[START OF Material shown]

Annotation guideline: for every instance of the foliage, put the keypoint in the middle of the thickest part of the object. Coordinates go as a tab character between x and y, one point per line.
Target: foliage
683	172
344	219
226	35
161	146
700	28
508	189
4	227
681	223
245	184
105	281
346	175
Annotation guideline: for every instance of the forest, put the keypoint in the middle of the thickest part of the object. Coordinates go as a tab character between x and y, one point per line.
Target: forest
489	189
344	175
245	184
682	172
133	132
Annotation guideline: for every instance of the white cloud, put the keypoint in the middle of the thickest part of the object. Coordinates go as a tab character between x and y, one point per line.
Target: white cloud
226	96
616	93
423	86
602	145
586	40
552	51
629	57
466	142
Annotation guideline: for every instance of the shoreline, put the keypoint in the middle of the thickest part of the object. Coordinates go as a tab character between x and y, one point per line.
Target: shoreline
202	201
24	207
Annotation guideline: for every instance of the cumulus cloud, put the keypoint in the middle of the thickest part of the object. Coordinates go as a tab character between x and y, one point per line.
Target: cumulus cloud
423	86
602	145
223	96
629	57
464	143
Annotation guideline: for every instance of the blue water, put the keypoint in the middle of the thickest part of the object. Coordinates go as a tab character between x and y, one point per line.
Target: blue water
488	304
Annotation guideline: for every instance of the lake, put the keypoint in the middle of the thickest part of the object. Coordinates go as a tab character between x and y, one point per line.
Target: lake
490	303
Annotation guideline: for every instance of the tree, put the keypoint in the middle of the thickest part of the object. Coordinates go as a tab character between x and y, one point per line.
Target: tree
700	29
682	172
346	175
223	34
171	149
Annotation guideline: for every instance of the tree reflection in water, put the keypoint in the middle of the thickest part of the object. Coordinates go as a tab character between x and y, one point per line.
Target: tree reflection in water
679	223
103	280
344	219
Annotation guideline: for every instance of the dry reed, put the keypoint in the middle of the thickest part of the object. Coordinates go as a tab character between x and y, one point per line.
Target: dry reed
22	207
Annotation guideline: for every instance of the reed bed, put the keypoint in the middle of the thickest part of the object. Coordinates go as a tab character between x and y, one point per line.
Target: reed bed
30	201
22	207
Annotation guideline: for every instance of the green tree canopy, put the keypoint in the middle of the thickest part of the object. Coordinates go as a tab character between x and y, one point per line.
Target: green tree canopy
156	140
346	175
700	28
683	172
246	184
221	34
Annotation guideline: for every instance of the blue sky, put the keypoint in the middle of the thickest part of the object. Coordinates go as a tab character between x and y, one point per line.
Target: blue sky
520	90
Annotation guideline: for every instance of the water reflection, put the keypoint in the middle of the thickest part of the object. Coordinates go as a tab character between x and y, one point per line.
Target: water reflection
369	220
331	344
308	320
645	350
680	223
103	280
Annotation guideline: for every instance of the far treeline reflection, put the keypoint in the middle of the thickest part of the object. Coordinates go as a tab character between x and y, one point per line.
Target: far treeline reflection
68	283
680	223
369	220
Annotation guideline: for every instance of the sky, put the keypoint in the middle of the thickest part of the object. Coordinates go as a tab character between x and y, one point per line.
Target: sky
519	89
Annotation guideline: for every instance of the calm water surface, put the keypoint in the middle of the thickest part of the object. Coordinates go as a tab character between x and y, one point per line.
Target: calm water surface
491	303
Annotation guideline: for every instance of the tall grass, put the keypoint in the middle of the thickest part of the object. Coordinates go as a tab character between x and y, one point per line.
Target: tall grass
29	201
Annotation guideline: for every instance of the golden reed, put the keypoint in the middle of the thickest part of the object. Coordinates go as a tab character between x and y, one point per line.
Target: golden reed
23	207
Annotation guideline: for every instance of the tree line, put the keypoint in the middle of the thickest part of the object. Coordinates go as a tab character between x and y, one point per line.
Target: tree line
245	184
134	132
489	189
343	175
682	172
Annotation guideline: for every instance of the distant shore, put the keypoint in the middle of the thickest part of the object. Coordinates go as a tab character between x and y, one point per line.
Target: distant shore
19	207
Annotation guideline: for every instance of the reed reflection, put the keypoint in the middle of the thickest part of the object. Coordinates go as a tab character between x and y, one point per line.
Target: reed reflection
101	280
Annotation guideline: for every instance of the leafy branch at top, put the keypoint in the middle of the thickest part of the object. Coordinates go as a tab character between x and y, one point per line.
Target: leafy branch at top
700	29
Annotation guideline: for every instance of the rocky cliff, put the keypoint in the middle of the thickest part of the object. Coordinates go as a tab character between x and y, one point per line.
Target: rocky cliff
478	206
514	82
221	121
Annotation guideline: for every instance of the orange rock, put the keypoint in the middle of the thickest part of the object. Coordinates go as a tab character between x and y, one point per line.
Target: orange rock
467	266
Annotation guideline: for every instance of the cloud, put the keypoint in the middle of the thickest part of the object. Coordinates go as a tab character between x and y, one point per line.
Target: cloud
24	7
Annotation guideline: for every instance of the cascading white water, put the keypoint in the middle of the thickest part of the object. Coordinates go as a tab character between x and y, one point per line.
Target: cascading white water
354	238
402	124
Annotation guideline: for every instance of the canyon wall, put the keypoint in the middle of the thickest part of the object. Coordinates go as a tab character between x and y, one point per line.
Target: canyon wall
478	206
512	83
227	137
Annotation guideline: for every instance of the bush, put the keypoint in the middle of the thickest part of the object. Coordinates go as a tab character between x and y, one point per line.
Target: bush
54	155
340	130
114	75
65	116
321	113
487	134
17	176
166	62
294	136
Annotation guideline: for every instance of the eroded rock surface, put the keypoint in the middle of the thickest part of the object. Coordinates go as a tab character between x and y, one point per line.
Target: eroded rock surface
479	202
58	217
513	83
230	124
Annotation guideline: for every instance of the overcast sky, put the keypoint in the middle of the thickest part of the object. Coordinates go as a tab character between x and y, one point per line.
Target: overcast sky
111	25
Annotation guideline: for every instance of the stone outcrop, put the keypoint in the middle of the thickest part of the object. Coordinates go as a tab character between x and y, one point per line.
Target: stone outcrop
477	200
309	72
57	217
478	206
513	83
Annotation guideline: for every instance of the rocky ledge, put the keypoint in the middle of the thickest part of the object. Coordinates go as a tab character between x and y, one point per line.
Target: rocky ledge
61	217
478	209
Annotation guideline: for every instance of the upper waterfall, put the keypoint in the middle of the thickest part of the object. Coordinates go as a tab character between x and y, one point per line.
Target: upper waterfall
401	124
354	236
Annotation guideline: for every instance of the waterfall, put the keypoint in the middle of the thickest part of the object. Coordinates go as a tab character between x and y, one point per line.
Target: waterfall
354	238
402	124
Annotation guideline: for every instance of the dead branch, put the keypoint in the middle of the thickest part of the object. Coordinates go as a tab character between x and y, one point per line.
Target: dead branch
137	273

[END OF Material shown]

Directions for this task ::
Can you reproduce all of the material above with "thickest part" changed to "widest part" and nothing else altered?

The reply ::
Annotation guideline: for every instance of the foliage, put the keypoint in the middle of the widest part of the object. Coordinates go as a tab character between x and y, one point per line.
Target: foliage
683	172
344	219
226	35
161	146
700	28
508	189
4	227
681	223
245	184
105	281
346	175
Annotation guideline: for every instance of the forest, put the keypoint in the middle of the widest part of the object. Coordinates go as a tab character between x and y, one point per line.
Target: forest
489	189
344	175
245	184
682	172
133	132
Annotation guideline: for every instance of the white cloud, put the keypoint in the middle of the widest part of the object. Coordinates go as a tab character between x and y, one point per line.
Target: white cloud
226	96
616	93
423	86
602	145
586	40
552	51
629	57
466	142
Annotation guideline: for every instance of the shoreline, put the keypoint in the middle of the widest part of the object. Coordinates go as a tab character between x and y, one point per line.
Target: shoreline
202	201
24	207
Annotation guideline: for every instance of the cumulus cloud, put the keypoint in the middle of the widest part of the object. Coordinates go as a tab character between x and y, one point per line.
Target: cumulus cloud
423	86
602	145
223	96
629	57
464	143
Annotation guideline: for every instance of the blue water, put the keypoint in the middle of the widest part of the object. Coordinates go as a tab character between x and y, one point per line.
Target: blue water
488	304
Annotation guideline: for every instance of the lake, put the keypoint in the middle of the widest part of the object. Coordinates go as a tab character between x and y, one point per line.
Target: lake
490	303
Annotation guideline: for every instance of the tree, put the keypoint in the middle of the widest part of the object. Coordinates go as a tab character between x and y, one point per line.
Target: tree
700	29
682	172
346	175
223	34
171	149
Annotation guideline: for every instance of the tree reflection in water, put the keypoint in the middle of the widest part of the object. Coordinates go as a tab character between x and y, one point per line.
Target: tree reflection in water
679	223
103	280
344	219
Annotation guideline: for every instance of the dry reed, put the keypoint in the middle of the widest part of the object. Coordinates go as a tab character between x and y, one point per line.
Target: dry reed
22	207
Annotation guideline: for every instance of the reed bed, put the keypoint in the middle of the widest part of the object. Coordinates go as a tab character between x and y, one point per line.
Target: reed bed
30	201
22	207
Annotation guideline: for every instance of the green tree canopy, put the keypoint in the middle of the widest part of the object. Coordinates go as a tab character between x and y, one point per line.
Target: green tree canopy
156	140
346	175
700	28
683	172
246	184
221	34
Annotation guideline: for every instance of the blue sky, put the keypoint in the middle of the widest part of the object. Coordinates go as a tab character between x and y, one point per line.
Target: blue sky
520	90
Annotation guideline: for every instance of the water reflection, put the keypoint in the middle of the widest part of the object. Coordinates go as a tab character between x and y, one point per line.
Target: water reflection
369	220
331	344
308	320
645	350
680	223
103	280
Annotation guideline: for every instance of the far treeline reflection, put the keypoint in the middle of the widest part of the object. Coordinates go as a tab character between x and y, one point per line.
Target: far treeline reflection
68	283
680	223
369	220
Annotation guideline: for every instance of the sky, put the keypoint in the middle of the widest part of the object. Coordinates go as a tab character between x and y, one point per line.
Target: sky
519	89
Annotation guideline: for every instance of the calm water surface, put the keypoint in the middle of the widest part of the object. Coordinates go as a tab character between x and y, one point per line.
Target: calm water surface
491	303
Annotation guideline: for every instance of the tall grass, put the keypoint in the middle of the widest part of the object. Coordinates go as a tab character between x and y, one point per line.
Target: tall grass
29	201
Annotation guideline: for every instance of the golden reed, put the keypoint in the middle of the widest part of the object. Coordinates go as a tab character between x and y, one point per line.
Target: golden reed
23	207
Annotation guideline: for every instance of the tree line, put the keypoint in the middle of the widest part of the object. Coordinates go as a tab character between x and y, one point per line.
Target: tree line
245	184
134	132
489	189
343	175
682	172
Annotation guideline: for every instance of the distant shore, put the keypoint in the middle of the widest part of the object. Coordinates go as a tab character between x and y, one point per line.
Target: distant shore
19	207
Annotation guideline: for every instance of the reed reflection, put the keypoint in the middle of the widest part of the object. Coordinates go as a tab character between x and y, one point per line.
Target: reed reflection
101	280
Annotation guideline: for every instance of the leafy branch at top, put the keypoint in the middle of the widest part of the object. Coordinates go as a tab character between x and y, one point per line.
Target: leafy branch at top
700	29
Annotation guideline: for every instance of the rocky cliff, put the keypoint in the middle of the widest part of the object. Coordinates go as a tab character between x and y, one point per line.
Target: rocky cliff
478	206
514	82
221	121
Annotation guideline: for every instance of the orange rock, put the keypoint in the middle of the widest part of the object. Coordinates go as a tab character between x and y, one point per line.
Target: orange rock
467	266
Annotation guideline: for every instance of the cloud, put the keypoint in the middle of the widest part of the object. Coordinates go as a tab character between x and y, one point per line.
Target: cloud
24	7
Annotation guideline: for every instance of the cascading white water, put the keypoint in the middle of the widest part of the object. Coordinates go as a tab character between x and y, one point per line.
Target: cascading white water
354	238
402	124
Annotation guideline: for every instance of the canyon wall, put the keypoint in the middle of the widest part of the object. Coordinates go as a tab character between x and y, one point per line.
Target: canyon wall
478	206
512	83
227	137
Annotation guideline: for every instance of the bush, put the keypoint in the middle of the widest part of the object. Coordinates go as a tab character between x and y, one point per line.
Target: bush
54	155
340	130
114	75
65	116
321	113
487	134
17	176
166	62
294	136
Annotation guideline: for every instance of the eroded rock surface, put the keypoint in the middle of the widest part of the object. Coordinates go as a tab character between x and y, one point per line.
Target: eroded rock surface
479	202
58	217
513	83
230	124
Annotation guideline: for every instance of the overcast sky, put the keypoint in the middle of the widest part of the object. Coordinates go as a tab character between x and y, one point per line.
Target: overcast sky
111	25
Annotation guideline: for every instance of the stone outcrop, put the keypoint in the middle of the widest part of the object. Coordinates go as a tab character between x and y, one point per line.
Target: stone outcrop
477	200
309	72
57	217
478	206
513	83
Annotation guideline: for every instance of the rocky ledge, put the keypoint in the middle of the widest part of the object. Coordinates go as a tab character between x and y, one point per line.
Target: rocky ledge
61	217
478	209
Annotation guideline: for every instance of the upper waterfall, put the keypoint in the middle of the widest part of the object. Coordinates go as a tab character between x and y, one point per line.
Target: upper waterfall
401	124
354	236
Annotation guideline: for every instance of the waterfall, put the keypoint in the middle of the widest part of the object. Coordinates go as a tab character between x and y, one point per line.
Target: waterfall
354	238
402	124
Annotation guideline: for every instance of the dead branch, put the keypoint in the middle of the widest part of the object. Coordinates go as a tab character between x and y, one point per line.
Target: dead branch
137	273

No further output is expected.